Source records
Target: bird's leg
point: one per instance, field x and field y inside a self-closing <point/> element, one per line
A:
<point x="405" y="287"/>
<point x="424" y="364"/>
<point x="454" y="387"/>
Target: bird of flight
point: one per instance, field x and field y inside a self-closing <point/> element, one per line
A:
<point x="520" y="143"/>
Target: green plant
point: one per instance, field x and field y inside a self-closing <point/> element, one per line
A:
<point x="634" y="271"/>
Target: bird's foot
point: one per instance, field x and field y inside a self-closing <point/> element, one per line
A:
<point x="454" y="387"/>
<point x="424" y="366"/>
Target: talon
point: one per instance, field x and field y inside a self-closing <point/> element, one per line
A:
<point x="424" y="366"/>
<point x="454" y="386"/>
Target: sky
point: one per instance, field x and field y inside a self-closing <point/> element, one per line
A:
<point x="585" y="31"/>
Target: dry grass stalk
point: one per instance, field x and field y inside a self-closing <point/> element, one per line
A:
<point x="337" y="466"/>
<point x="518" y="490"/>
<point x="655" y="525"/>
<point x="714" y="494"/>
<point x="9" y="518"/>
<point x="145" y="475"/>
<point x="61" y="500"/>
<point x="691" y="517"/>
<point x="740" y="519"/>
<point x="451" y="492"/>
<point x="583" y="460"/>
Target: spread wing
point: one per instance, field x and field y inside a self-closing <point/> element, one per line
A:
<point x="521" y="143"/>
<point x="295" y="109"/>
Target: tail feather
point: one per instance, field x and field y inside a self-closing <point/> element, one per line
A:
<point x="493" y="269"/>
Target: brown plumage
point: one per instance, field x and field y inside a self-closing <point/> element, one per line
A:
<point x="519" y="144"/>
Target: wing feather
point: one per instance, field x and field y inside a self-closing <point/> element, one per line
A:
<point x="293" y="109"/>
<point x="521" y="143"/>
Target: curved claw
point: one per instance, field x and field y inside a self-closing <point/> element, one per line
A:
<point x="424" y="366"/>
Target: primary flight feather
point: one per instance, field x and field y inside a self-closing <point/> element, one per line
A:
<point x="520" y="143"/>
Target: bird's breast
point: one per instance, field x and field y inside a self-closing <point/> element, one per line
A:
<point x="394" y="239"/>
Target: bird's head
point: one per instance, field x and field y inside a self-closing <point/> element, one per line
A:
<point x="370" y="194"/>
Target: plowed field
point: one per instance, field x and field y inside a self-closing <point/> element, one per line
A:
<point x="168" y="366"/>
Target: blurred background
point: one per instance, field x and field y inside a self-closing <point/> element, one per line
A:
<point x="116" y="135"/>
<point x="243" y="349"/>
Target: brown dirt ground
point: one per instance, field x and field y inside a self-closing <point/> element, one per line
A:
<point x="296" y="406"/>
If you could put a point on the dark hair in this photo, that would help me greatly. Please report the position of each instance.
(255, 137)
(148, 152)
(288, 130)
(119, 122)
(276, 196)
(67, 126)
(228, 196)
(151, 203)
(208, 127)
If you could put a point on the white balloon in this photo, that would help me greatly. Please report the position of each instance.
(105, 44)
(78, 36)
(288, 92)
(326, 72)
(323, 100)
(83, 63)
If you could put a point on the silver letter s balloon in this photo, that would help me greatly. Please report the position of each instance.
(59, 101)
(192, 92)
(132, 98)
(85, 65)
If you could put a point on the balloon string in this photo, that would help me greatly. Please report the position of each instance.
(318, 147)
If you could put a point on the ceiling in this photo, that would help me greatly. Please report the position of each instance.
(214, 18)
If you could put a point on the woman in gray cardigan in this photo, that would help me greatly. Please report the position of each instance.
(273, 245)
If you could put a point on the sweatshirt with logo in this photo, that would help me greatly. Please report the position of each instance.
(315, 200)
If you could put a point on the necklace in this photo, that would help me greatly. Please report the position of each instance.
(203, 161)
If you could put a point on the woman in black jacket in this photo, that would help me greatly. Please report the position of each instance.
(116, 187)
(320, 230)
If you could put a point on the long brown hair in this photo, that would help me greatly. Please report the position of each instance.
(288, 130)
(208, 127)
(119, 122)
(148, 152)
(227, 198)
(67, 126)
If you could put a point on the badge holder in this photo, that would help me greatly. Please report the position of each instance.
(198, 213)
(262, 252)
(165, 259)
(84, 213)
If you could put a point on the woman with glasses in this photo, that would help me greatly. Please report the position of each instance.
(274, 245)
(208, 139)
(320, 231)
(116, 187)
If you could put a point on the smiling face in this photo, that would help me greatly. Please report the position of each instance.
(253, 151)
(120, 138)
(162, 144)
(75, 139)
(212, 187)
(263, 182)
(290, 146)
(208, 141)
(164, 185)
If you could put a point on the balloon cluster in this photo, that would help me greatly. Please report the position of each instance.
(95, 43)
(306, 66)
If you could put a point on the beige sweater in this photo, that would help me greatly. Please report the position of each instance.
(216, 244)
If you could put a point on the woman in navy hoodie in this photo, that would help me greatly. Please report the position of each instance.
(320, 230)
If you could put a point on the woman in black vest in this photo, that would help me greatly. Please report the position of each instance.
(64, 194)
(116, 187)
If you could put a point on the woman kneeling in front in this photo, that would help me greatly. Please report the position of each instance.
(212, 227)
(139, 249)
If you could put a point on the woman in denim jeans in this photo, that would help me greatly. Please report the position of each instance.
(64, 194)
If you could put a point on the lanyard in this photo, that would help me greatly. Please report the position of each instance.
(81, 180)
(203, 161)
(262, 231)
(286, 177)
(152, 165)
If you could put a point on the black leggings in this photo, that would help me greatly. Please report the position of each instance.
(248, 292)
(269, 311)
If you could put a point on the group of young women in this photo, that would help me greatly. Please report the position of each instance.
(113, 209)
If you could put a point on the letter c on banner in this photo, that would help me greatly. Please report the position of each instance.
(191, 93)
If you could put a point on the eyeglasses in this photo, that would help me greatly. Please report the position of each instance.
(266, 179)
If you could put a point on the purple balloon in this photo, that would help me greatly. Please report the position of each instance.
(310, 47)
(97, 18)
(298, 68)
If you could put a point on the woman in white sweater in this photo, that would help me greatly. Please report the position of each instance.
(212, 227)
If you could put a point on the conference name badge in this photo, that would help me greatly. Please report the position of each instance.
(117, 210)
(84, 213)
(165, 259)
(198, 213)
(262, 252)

» What to do
Copy out each record exactly as given, omitting none.

» Written answer
Target: bird's leg
point: one per instance, field x and field y inside a self-closing <point/> element, one per line
A:
<point x="405" y="287"/>
<point x="424" y="364"/>
<point x="454" y="387"/>
Target: bird of flight
point: one per instance, field x and field y inside a self-closing <point/> element, one per line
A:
<point x="520" y="143"/>
Target: green plant
point: one per instance, field x and field y inside a self-closing <point/> element, one per line
A:
<point x="634" y="271"/>
Target: bird's foot
point: one per instance, field x and field y inside a self-closing <point/> element, one per line
A:
<point x="454" y="387"/>
<point x="424" y="366"/>
Target: talon
point: one per instance, field x and field y inside a self-closing <point/> element, one per line
A:
<point x="424" y="366"/>
<point x="454" y="386"/>
Target: sky
point: one per instance, field x and field y inside a self-closing <point/> element, one per line
A:
<point x="585" y="31"/>
Target: dry grass stalk
point: one per instance, field x and field y inside a self-closing <point/> element, one per line
A:
<point x="337" y="466"/>
<point x="518" y="490"/>
<point x="655" y="525"/>
<point x="714" y="494"/>
<point x="9" y="518"/>
<point x="145" y="475"/>
<point x="61" y="500"/>
<point x="691" y="517"/>
<point x="740" y="519"/>
<point x="451" y="492"/>
<point x="583" y="460"/>
Target: spread wing
point: one per instance, field x and field y inside a self-closing <point/> element, one per line
A:
<point x="521" y="143"/>
<point x="295" y="109"/>
Target: tail feather
point: one per instance, field x and field y inside a self-closing <point/> element, one per line
A:
<point x="493" y="269"/>
Target: brown plumage
point: one per instance, field x and field y inside a self-closing <point/> element, one per line
A:
<point x="519" y="144"/>
Target: wing feather
point: one per instance, field x and field y inside a self-closing <point/> element, one per line
A:
<point x="293" y="109"/>
<point x="521" y="143"/>
Target: curved claw
point: one per instance, field x and field y inside a self-closing <point/> element, one per line
A:
<point x="424" y="366"/>
Target: primary flight feather
point: one per instance, field x and field y inside a self-closing <point/> element, one per line
A:
<point x="520" y="143"/>
Target: bird's breast
point: one per instance, field x and field y inside a self-closing <point/> element, one per line
A:
<point x="394" y="239"/>
Target: bird's head
point: one per instance, field x and field y inside a self-closing <point/> element, one per line
A:
<point x="370" y="194"/>
Target: plowed field
point: one per instance, field x and field y inside a self-closing <point/> element, one per line
A:
<point x="168" y="366"/>
Target: blurred background
point: one per instance, field x and field y inside a self-closing <point/> element, one per line
A:
<point x="116" y="135"/>
<point x="243" y="349"/>
Target: brown dirt ground
point: one per instance, field x and field y inside a self-closing <point/> element, one per line
A:
<point x="296" y="406"/>
If you could put a point on the dark hair in this photo, that would help me greatly. Please report the position of each instance.
(255, 137)
(148, 152)
(288, 130)
(119, 122)
(276, 196)
(67, 126)
(228, 196)
(151, 203)
(208, 127)
If you could put a point on the white balloon in this photo, that would help me greatly. Please report the position of each instance.
(105, 44)
(78, 36)
(288, 92)
(326, 72)
(323, 100)
(83, 63)
If you could put a point on the silver letter s balloon in this photo, that would help me greatly. Please report the position of each instance.
(59, 101)
(192, 92)
(132, 98)
(85, 65)
If you could put a point on the balloon string in this photo, that would help me greatly. Please report the position of each instance.
(318, 147)
If you could put a point on the ceiling in this photo, that would help me greatly. Please report the position of each instance.
(214, 18)
If you could put a point on the woman in gray cardigan in this photo, that would help me greatly. Please report the position of each instance.
(273, 245)
If you could put a point on the sweatshirt with logo in this photo, that would help me greatly. Please report the position of each instance.
(315, 200)
If you could put a point on the necklace in this photo, that would help me greatly. Please report the position of each instance.
(203, 161)
If you could put a point on the woman in black jacket in this photo, that would help me greatly. Please report the position of each instance.
(116, 187)
(320, 230)
If you could put a point on the long brown hair in this photo, that would help me greatly. Please report the position of each instance.
(288, 130)
(208, 127)
(119, 122)
(148, 152)
(227, 198)
(67, 126)
If you could put a point on the badge holder in this photo, that would help me greatly. Please report the position of each instance.
(198, 213)
(262, 252)
(165, 259)
(84, 213)
If you could put a point on the woman with glasses in this photo, that would help me greatly. Please report the position of each instance.
(274, 245)
(208, 139)
(320, 231)
(116, 187)
If you could put a point on the smiling face in this photo, that would help me greatly. Please report the position of each instance.
(253, 151)
(120, 138)
(162, 144)
(75, 139)
(212, 187)
(263, 182)
(290, 146)
(208, 141)
(164, 185)
If you could put a point on the balloon cluster in this photo, that would help me greatly. Please report the position of each instance.
(95, 43)
(306, 66)
If you could put a point on the beige sweater in this photo, that would help me greatly. Please report the position of each instance.
(216, 244)
If you could put a point on the woman in navy hoodie in this photo, that would help me greatly. Please report the position of each instance.
(320, 230)
If you could put a point on the woman in black vest in this photo, that would help me greatly. Please report the position of each instance.
(64, 194)
(116, 187)
If you could put a point on the woman kneeling in front in this photo, that would help me greatly. Please report the position of each instance.
(212, 227)
(139, 249)
If you could put a point on the woman in denim jeans in this photo, that would help me greatly. Please report the position of each instance.
(64, 194)
If you could put a point on the lanyard in this photo, that would help me greatly. Please report the position of each instance.
(81, 180)
(203, 161)
(262, 231)
(286, 177)
(152, 165)
If you could put a point on the black leggings in this photo, that would help me greatly. Please report the position of each instance.
(248, 292)
(269, 311)
If you could put a point on the group of young women in this photo, that would help me greatly. Please report the position of each instance.
(113, 209)
If you could put a point on the letter c on banner in this photo, that would help me greatly. Please report the position of each instance.
(191, 93)
If you could put a point on the eyeglasses in this photo, that would help me greatly. Please report the position of each instance.
(266, 179)
If you could put a point on the purple balloon in this photo, that would help me greatly. Please report the position of each instance.
(310, 47)
(97, 18)
(298, 68)
If you could put a point on the woman in white sweater in this photo, that would help me greatly. Please report the position of each instance.
(212, 227)
If you could put a point on the conference name badge in this photo, that would help me greatly. Please report the position of each instance.
(117, 210)
(84, 213)
(165, 259)
(198, 213)
(262, 252)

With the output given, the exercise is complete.